### Passage
With respect to the first of these questions, namely, the method of drawing the jury, I cannot agree with the majority of the court that the Act of 1935, which authorizes the drawing of two alternate jurors, has the effect of establishing a jury of 14, rather than one of 12, for the trial of criminal cases. If it does, it would be clearly a violation of article' I, see. 6 of our Constitution, which provides that “trial by jury shall be as heretofore, and the right thereof shall remain inviolate”. Under that section, the legislature could no more set up a jury of 14, or of any number other than 12, for the trial of criminal cases. The conception of a jury consisting of neither more nor less than 12, as it existed at the time of the adoption of the Constitution, is one of the fundamental characteristics of the common-law jury, and cannot constitutionally be changed by legislative enactment. On the other hand, it is well settled, both in this State, and by the overwhelming weight of judicial authority in other jurisdictions, that the constitutional guarantee of trial by jury was not intended to freeze the machinery by which a common-law jury is secured, and that the legislature is at liberty to vary, in response to changing *371social conditions, the method and manner of securing such a jury, so long as the substantial rights of an accused to it are secured to him. Thus in Commonwealth v. Fugmann, 330 Pa. 4, in which our alternate juror law was under consideration, our Supreme Court said:
“It is well settled that the word ‘inviolate’ as used in the Constitutional provision quoted means freedom from substantial impairment. It does not import rigidity of regulation in the manner of impanelling a jury.”

### Data section
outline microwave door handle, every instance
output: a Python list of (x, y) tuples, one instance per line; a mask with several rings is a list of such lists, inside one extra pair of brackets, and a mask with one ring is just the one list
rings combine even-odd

### Directive 1
Which numbers of jurors does the passage on the jury question mention? List each one.
### Directive 2
According to the passage on the jury question, what does the word "inviolate" mean in the constitutional provision?

### Output 1
- Two (the alternate jurors authorized by the Act of 1935)
- 14
- 12

### Output 2
It means freedom from substantial impairment.